begin Dataset extract

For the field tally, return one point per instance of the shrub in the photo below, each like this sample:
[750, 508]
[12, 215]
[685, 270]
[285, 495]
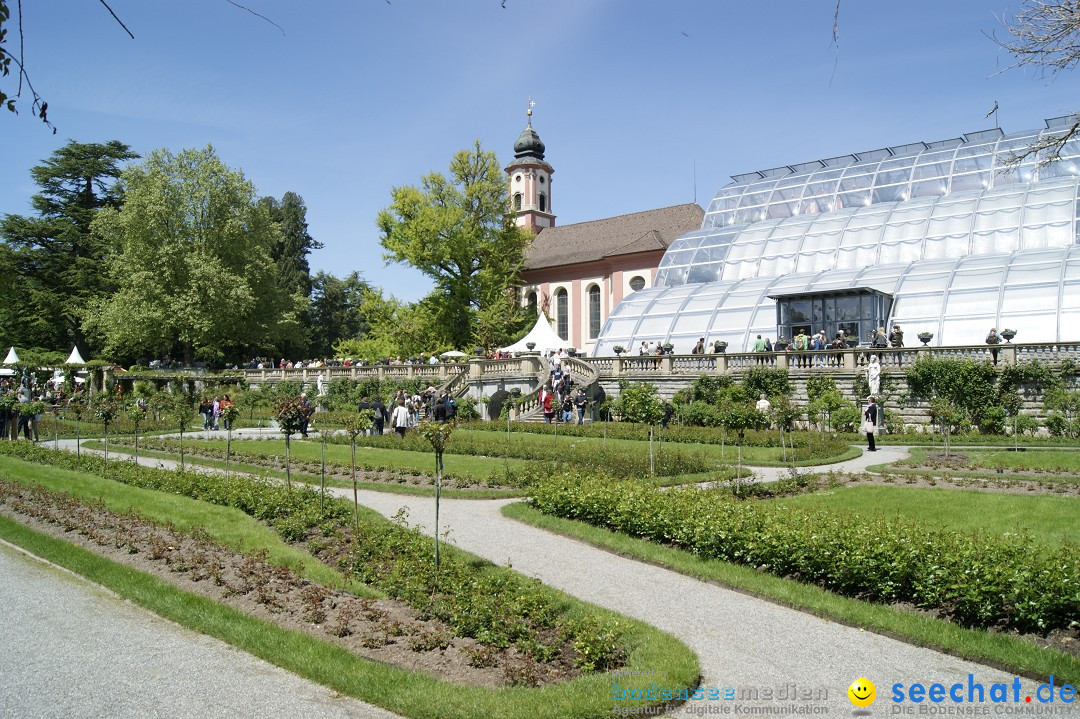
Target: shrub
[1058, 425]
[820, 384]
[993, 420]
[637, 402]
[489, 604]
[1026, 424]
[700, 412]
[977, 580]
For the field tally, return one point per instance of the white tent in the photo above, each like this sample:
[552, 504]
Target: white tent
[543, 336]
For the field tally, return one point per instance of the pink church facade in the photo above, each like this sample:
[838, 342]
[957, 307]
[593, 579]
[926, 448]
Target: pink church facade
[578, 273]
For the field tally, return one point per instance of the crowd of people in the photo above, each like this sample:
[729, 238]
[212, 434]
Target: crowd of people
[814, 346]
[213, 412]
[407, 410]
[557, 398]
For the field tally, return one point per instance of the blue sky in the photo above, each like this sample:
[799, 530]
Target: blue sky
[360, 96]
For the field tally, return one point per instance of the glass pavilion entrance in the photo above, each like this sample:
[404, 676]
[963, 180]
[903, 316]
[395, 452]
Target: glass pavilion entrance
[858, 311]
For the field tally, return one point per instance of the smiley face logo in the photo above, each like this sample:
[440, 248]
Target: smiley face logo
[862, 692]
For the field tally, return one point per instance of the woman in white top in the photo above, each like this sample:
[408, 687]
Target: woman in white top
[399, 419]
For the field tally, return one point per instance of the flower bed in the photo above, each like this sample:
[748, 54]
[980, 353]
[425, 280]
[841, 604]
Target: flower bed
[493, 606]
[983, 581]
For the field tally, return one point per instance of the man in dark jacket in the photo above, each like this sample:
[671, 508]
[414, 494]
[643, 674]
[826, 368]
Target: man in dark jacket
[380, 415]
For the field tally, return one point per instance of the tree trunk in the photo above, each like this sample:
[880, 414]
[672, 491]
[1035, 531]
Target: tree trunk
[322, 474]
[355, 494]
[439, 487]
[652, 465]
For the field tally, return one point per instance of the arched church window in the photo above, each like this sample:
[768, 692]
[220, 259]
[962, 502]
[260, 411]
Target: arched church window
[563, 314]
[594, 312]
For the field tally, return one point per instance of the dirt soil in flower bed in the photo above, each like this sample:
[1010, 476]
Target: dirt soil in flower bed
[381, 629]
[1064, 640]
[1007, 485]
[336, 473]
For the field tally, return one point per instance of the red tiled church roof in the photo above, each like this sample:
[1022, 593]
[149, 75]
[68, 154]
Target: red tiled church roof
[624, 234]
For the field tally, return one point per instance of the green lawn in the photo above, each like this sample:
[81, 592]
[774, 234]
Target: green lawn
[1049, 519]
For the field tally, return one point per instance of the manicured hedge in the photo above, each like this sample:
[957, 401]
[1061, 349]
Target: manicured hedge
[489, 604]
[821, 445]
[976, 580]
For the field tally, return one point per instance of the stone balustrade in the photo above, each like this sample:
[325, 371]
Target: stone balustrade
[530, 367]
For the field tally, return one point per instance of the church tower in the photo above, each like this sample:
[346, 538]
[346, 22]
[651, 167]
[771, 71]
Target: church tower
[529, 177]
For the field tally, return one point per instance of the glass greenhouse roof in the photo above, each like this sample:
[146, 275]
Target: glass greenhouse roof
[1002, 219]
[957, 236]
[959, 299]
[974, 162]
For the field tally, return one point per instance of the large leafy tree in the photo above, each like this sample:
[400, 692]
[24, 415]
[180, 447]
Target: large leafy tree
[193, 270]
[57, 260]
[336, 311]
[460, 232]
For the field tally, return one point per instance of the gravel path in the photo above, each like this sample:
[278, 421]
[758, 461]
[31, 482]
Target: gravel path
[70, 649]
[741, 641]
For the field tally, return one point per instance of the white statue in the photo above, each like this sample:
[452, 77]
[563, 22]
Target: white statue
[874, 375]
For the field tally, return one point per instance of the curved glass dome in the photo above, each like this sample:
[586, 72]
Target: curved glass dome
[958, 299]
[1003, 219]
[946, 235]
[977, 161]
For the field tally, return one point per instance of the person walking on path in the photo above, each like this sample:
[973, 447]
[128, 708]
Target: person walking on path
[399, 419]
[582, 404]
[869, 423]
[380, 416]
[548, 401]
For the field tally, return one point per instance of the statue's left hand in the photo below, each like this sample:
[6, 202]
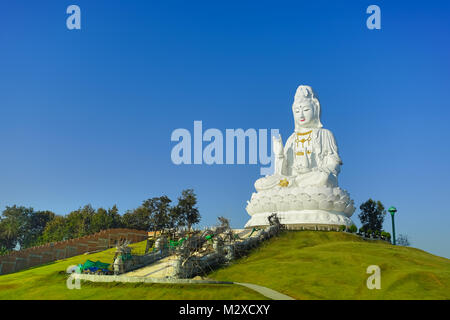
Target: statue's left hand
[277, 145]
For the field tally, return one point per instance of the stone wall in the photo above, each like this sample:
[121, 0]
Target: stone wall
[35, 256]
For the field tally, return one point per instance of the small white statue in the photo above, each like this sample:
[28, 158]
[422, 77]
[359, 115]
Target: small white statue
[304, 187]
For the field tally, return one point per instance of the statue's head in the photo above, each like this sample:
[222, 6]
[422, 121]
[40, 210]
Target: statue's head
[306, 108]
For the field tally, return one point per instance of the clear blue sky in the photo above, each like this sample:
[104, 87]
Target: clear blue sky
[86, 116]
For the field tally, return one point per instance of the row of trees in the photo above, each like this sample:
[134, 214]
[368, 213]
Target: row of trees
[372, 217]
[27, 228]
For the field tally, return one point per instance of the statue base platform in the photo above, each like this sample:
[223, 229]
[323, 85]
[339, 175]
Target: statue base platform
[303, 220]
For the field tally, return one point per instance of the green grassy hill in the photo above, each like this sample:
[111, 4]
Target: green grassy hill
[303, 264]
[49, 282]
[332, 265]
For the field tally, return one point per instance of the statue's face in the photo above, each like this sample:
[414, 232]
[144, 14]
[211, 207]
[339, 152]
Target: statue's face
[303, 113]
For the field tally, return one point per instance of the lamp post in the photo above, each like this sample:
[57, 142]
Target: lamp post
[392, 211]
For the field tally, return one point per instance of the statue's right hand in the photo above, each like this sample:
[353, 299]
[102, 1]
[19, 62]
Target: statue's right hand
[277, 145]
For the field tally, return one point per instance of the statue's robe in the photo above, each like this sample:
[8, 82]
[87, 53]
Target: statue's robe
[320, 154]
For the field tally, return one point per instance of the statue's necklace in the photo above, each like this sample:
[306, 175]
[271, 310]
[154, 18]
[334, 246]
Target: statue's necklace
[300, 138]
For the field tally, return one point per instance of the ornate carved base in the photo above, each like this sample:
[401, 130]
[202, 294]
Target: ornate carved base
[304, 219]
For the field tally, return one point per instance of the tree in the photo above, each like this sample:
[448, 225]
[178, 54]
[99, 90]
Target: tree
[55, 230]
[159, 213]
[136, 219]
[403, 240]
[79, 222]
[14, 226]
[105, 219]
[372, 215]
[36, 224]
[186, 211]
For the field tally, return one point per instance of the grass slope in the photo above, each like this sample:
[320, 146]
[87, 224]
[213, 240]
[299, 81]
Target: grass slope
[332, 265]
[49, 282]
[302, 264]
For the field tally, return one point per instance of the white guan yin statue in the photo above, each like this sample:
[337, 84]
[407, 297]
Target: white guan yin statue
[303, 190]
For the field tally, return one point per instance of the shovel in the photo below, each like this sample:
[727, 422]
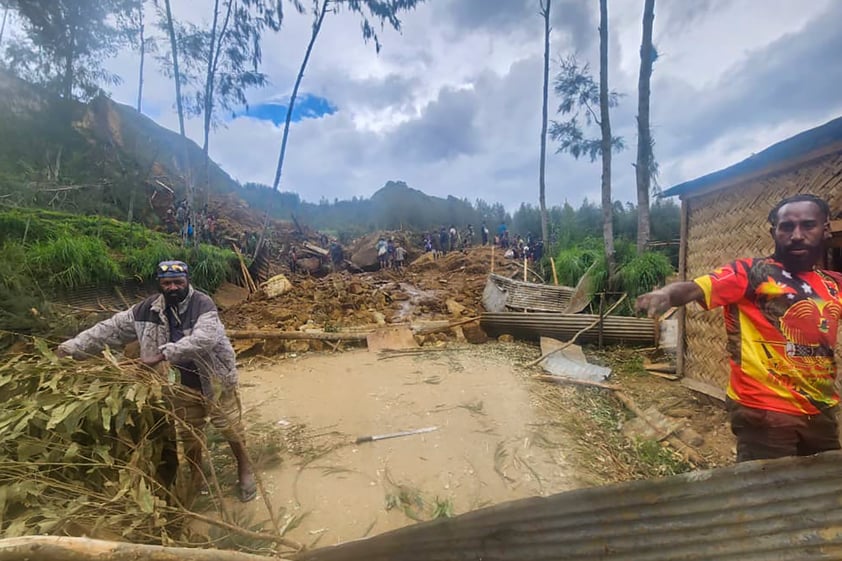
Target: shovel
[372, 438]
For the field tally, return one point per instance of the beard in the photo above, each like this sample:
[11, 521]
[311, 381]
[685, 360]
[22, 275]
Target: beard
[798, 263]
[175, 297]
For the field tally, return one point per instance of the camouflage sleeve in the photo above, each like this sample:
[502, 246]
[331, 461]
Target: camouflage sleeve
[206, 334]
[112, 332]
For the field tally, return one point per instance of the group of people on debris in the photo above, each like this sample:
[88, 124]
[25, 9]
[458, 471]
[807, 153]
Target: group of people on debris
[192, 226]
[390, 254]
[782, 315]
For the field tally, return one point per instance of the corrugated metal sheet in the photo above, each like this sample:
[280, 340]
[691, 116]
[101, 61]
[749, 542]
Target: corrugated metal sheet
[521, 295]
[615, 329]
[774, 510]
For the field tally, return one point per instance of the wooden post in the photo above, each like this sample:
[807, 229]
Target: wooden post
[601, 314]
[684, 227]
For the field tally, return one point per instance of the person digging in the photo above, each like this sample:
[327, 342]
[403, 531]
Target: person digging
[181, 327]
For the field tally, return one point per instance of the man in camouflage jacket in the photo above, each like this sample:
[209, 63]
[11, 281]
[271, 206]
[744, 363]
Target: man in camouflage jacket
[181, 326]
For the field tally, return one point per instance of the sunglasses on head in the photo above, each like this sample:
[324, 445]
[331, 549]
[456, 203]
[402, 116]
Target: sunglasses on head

end Dataset extract

▶ [Problem requirements]: Copy only this span: the line that contains "of the wooden", the last line, and every line between them.

▶ [Exercise output]:
For the field tally, return one point per instance of the wooden post in the photo above, each like this sample:
[807, 229]
Target: wooden post
[601, 314]
[684, 227]
For the field tally, return one point per instance of the person digging in the photo above, each like this sample:
[327, 342]
[403, 531]
Target: person digging
[181, 327]
For the field tally, return one point per instance of the man in camouflage jacket in the photo above, each like this sample:
[209, 63]
[11, 281]
[271, 206]
[744, 363]
Target: man in camouflage jacket
[181, 326]
For the field tally, return one point per instance of the sunglasses on head in the photo above, each like this sample:
[324, 445]
[331, 549]
[456, 203]
[402, 116]
Target: sunglasses on head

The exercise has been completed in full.